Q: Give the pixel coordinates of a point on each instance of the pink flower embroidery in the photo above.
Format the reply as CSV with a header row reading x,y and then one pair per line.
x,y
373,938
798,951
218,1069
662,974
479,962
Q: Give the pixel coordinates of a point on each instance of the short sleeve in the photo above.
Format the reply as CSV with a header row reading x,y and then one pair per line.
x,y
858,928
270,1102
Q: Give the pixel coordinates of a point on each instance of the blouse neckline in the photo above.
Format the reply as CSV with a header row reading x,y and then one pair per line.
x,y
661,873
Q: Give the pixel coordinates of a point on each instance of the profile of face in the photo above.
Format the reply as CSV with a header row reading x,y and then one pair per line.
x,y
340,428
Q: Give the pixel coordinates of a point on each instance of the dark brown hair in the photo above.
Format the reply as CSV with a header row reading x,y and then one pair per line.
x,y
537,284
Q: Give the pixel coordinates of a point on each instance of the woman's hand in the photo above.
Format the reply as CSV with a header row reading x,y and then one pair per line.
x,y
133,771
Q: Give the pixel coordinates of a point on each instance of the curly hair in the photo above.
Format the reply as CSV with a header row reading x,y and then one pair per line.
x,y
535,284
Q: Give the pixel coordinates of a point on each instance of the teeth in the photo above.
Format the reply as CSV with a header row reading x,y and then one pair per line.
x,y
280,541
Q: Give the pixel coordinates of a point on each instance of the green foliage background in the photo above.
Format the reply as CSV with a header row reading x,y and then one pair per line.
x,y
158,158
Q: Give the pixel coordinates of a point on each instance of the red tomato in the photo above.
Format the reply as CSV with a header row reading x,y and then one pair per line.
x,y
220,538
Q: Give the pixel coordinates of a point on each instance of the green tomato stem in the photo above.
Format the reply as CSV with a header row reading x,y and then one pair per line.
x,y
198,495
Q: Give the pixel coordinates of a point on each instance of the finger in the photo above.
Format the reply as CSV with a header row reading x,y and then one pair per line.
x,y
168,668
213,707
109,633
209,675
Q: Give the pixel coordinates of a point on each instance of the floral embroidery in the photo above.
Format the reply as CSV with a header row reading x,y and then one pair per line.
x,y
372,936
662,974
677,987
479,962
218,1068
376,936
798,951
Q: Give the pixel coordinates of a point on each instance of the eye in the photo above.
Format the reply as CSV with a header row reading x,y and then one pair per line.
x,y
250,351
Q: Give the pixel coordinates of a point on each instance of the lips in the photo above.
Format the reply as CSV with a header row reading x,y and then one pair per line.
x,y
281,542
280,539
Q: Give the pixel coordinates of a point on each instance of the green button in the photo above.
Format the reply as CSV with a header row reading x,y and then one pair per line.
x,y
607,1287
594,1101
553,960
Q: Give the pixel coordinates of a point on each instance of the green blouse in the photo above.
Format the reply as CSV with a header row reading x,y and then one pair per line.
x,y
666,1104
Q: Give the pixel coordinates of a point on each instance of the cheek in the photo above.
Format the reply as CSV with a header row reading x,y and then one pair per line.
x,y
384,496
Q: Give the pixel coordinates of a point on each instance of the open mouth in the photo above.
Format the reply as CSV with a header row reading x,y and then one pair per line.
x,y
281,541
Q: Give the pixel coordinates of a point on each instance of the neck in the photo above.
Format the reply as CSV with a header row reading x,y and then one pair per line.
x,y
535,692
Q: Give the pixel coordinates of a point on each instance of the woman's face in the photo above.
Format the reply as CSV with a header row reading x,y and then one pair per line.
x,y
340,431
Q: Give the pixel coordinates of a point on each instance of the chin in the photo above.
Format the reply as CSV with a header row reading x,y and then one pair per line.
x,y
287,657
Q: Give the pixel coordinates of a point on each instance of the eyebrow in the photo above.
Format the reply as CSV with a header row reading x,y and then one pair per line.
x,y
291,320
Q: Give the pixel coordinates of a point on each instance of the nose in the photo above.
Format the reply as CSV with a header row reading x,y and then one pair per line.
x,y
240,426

++++++

#### What to do:
Can you repeat all of the rows above, line for line, without changing a single character?

#### Worked answer:
Q: Give the pixel coordinates of a point on each instance of the pink flower embroidery in the photo above.
Format the reply as CSV with a header row reading x,y and then one pair per line.
x,y
373,938
798,951
218,1069
662,974
479,962
Q: Give the pixel coordinates of a point on each instance of the short sleeve in the photo above.
Format the reply as CSV with a header row reading x,y and then one pair per line.
x,y
858,928
270,1102
Q: Give the pixel coordinates of a point on each instance of the blouse neckline in the photo above.
Format the reply as CSV with a header row reading x,y and then one pair per line.
x,y
661,873
Q: Give the pixel coordinates of a point on each instance of the profile of face in the photo above.
Format the reply as CSV with a header row reading x,y and then one pair per line.
x,y
340,428
Q: Give the pixel coordinates of a point on each instance of the dark brown hair in the photo above.
Format the reply as CSV with a header row reading x,y and then one pair per line.
x,y
537,284
Q: Give the pixel coordinates of a point on each instance of the woman's hand in the photo above.
Format the reply as CSV with a header row reading x,y and then one pair per line.
x,y
133,771
Q: Give the pixel coordinates of a point on each instance of the curly hair in the photo above.
Format the reply as CSV with a header row reading x,y and then one pair per line.
x,y
535,284
Q: Give the pixel coordinates of a point on each instance of the teeth in the photo above.
Format the reply as CSV with a header row reading x,y and then one pair per line.
x,y
280,541
Q: Give the pixel coordinates of a point on each instance of the green foliage background in the photo above.
Format the reply as CSV with a header row reading x,y and then one pair per line.
x,y
158,158
Q: Give the pixel coordinates of a point on each instance of the red tomato in the photo above.
Format the reply as CSV with a header row reading x,y and then one pair per line.
x,y
220,538
Q: Give the pixel coordinates of a point on each instance of the green tomato stem in the photo above.
Format the reply as CSV with a header row reading x,y and then one pair per line.
x,y
198,495
Q: Give the pixel coordinates of a point on each instance of the finger in the photo above.
Format the reply as CSV with a header row reading x,y and then one pair per line.
x,y
168,668
213,707
109,633
209,675
Q: Give the pixel coordinates of a point on each instance of the floral embroidery in the photo above.
Format the reply as CSV with a header row reading x,y and then one pair per line.
x,y
372,936
662,974
677,987
479,962
218,1068
376,936
798,951
Q: Give the pixel coordinates of a point on each instance of the eye in the photo above.
Format the reply as CSV with a header row reading x,y and then one pair per line.
x,y
250,351
Q: Give the pixel coordinates of a point on each instance of the lips in the photo above.
Format the reply as CSV with a header row reading x,y and then one pair per line.
x,y
281,542
280,539
Q: Give the pixel coordinates of a point on each instance of the green button in the photo above.
Format the reply as CSV with a header row reading x,y and then one pair per line.
x,y
607,1287
594,1101
553,960
Q: Give the pixel coordinates of a point on each instance of the green blouse in the photo above.
Format the reply as CSV with a header row reading x,y and then one pair per line.
x,y
666,1104
Q: Give the pixel coordinates of a point on each instance of the cheek in the photo above.
Format the reply as CSV with a header row reading x,y and then one pair per line.
x,y
384,496
Q: Give the pixel coordinates of a point on each instance of the open mouth in the photo above.
Format the reply as CSV with a header row reading x,y and then one pair per line.
x,y
281,541
Q: Give the pixel coordinates of a point on each instance of the neck in the photo above.
Format the reply as CSV with a header row reading x,y and then one pair per line.
x,y
535,692
Q: Give the pixel coordinates of a point on each instance of the woman's face in the photo above.
Format the reply as CSV with a header row reading x,y and then one pair per line.
x,y
340,431
Q: Give the pixel coordinates of a point on each instance of the chin in the photo above.
Format the reply as CSV with a header row reading x,y and then one pair per line.
x,y
287,657
Q: Give the pixel coordinates of a point on each instance of the eyebrow in the photo above.
Format the reply as CSV with a header row reading x,y and then one pair per line.
x,y
291,320
Q: Give the pixel coordinates of a point on each instance of the nose in the photo above.
Format the reply as CSV with a header row reading x,y and then one pair per line.
x,y
240,426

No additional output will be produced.